##### Data records #####

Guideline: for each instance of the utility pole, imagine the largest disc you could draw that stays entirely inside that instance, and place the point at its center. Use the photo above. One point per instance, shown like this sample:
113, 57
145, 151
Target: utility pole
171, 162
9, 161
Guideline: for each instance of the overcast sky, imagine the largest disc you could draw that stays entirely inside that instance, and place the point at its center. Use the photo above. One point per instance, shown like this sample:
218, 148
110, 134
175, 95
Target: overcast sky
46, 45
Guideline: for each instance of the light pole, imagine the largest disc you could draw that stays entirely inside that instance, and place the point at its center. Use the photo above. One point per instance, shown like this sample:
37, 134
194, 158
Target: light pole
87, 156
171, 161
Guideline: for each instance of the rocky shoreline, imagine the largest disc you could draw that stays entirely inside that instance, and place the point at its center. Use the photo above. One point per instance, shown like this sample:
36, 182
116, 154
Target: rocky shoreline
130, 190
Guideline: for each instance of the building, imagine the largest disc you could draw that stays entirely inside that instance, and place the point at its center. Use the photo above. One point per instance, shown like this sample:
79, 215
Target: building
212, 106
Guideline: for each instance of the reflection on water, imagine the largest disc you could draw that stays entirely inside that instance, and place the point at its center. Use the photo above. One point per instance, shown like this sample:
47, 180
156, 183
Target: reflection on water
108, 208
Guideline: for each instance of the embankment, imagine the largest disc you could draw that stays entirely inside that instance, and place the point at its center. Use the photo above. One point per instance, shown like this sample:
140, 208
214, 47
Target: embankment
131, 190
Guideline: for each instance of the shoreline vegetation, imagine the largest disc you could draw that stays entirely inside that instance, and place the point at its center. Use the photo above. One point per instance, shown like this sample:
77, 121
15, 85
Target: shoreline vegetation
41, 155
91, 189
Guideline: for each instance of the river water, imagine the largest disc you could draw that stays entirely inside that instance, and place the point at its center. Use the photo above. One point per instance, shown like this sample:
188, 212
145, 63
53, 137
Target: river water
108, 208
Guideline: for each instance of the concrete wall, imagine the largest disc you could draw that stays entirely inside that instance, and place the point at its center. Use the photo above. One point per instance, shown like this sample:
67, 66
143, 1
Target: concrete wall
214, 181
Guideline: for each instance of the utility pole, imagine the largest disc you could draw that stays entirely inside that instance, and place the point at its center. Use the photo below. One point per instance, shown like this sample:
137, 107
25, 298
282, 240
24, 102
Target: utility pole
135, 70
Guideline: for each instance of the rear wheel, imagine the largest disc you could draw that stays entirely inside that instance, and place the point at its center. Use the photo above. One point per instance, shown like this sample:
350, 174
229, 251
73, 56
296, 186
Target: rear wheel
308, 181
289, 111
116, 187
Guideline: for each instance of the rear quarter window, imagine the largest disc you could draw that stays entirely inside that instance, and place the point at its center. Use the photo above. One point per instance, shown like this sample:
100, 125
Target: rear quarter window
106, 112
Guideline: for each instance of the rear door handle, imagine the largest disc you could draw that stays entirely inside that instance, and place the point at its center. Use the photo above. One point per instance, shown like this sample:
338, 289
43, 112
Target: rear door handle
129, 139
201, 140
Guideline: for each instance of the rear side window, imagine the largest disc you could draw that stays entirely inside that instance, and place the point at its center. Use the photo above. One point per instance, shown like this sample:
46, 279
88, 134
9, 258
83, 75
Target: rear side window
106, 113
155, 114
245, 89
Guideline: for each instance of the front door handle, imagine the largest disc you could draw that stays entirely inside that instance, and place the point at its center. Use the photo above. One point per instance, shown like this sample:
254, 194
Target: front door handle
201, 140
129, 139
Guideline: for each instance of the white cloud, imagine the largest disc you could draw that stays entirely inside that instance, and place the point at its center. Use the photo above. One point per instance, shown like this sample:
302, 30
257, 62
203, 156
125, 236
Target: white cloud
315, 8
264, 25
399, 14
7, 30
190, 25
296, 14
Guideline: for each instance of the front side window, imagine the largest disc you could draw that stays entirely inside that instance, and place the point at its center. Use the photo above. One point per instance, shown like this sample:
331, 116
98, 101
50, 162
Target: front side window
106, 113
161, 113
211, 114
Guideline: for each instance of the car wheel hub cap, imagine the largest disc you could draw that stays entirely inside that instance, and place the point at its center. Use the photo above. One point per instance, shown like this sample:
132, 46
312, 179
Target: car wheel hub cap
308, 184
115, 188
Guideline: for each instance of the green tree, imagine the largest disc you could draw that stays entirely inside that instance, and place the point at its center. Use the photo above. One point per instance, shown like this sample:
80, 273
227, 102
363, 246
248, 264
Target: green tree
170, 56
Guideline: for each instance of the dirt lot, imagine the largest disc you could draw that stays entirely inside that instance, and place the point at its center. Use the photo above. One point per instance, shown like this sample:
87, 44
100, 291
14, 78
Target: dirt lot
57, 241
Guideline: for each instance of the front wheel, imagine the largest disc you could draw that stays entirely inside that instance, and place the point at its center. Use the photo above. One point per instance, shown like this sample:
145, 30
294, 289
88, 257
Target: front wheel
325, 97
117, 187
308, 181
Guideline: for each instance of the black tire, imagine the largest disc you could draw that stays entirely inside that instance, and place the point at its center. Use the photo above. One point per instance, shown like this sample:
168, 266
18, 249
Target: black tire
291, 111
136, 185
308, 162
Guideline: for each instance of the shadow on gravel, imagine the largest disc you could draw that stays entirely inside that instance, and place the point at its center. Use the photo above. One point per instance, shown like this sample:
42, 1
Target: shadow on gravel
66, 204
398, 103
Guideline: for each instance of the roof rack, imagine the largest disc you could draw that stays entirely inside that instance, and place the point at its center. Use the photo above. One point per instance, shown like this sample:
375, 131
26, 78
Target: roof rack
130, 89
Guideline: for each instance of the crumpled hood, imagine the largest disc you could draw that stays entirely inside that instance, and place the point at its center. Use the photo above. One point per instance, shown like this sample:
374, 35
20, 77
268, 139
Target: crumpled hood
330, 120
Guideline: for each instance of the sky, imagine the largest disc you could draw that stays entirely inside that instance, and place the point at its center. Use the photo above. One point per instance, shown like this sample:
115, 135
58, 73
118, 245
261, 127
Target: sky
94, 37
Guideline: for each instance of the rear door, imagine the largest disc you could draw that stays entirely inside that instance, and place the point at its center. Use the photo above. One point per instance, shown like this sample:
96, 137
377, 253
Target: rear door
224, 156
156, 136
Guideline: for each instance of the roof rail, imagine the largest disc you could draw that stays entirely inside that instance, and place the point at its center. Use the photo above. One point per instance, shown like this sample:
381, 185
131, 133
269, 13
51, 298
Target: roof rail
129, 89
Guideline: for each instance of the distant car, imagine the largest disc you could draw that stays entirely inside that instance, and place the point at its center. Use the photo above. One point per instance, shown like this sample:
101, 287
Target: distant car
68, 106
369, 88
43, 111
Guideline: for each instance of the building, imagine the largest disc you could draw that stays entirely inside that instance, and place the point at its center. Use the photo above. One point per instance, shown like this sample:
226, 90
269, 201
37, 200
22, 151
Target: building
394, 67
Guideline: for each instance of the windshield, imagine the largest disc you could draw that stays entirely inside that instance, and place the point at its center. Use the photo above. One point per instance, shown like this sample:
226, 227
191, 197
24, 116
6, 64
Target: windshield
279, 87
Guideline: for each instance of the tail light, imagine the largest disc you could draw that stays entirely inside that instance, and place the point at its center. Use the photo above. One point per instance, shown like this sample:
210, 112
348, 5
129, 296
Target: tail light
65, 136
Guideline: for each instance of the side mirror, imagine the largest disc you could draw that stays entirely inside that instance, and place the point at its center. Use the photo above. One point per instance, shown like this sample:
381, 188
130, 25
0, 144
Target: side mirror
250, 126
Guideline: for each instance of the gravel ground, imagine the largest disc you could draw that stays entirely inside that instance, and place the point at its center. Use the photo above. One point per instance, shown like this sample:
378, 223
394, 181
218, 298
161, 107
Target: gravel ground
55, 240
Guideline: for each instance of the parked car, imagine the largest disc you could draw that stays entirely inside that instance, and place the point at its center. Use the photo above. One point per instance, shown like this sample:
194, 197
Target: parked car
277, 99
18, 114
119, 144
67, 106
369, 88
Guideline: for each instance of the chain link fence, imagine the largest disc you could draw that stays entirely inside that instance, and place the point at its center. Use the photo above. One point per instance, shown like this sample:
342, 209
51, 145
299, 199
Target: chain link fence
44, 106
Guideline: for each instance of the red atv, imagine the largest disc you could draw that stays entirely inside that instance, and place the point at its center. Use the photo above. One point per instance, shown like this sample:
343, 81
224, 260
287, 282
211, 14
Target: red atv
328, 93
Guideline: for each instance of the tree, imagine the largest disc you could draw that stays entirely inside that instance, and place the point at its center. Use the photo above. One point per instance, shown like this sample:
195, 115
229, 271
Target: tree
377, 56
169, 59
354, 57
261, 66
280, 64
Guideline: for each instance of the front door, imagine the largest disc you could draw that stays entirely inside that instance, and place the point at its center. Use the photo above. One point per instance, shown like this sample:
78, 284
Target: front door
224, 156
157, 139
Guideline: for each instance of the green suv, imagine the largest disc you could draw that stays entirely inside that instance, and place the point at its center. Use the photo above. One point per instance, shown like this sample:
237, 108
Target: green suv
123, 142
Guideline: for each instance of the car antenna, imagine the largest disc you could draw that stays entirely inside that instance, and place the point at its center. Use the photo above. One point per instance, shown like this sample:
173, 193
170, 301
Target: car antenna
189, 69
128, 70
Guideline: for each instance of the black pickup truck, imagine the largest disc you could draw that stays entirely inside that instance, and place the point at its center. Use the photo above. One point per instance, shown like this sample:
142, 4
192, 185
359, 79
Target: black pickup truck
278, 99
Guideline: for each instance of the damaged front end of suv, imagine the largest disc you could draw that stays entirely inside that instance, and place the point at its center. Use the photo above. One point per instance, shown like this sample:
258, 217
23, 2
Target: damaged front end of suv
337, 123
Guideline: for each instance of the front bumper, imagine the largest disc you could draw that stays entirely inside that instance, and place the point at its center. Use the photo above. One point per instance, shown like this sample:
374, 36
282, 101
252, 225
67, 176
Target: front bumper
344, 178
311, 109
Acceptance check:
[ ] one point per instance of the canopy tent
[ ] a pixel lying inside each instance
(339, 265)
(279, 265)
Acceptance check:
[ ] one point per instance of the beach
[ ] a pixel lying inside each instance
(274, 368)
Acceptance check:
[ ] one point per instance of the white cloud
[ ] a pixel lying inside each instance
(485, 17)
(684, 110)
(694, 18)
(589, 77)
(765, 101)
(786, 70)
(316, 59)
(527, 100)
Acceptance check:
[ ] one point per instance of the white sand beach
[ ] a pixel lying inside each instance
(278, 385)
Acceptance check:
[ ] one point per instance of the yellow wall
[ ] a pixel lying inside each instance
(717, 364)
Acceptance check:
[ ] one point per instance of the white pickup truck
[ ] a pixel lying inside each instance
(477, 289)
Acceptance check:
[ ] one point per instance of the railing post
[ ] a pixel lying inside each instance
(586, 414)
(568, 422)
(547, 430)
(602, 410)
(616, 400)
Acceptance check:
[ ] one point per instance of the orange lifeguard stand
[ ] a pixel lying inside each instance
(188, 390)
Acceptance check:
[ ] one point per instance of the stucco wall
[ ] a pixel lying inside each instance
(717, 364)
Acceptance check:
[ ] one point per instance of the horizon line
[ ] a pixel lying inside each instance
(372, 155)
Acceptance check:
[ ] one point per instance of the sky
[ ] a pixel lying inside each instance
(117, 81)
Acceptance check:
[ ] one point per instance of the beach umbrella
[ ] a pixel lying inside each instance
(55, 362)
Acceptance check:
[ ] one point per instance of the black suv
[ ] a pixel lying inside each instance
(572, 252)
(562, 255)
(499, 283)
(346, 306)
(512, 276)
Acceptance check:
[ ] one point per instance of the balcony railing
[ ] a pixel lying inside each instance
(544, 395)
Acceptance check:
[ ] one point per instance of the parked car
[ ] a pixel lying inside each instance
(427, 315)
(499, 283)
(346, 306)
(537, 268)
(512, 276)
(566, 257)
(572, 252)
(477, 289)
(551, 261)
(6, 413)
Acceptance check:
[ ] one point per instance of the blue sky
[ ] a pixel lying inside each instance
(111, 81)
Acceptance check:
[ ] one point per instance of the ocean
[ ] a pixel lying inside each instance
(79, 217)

#####

Exercise directions »
What lines of the data include the word "beach"? Copy each of them.

Output for this exercise »
[ ] one point per instance of the beach
[ ] one point per instance of the white sand beach
[ ] one point per instance of the beach umbrella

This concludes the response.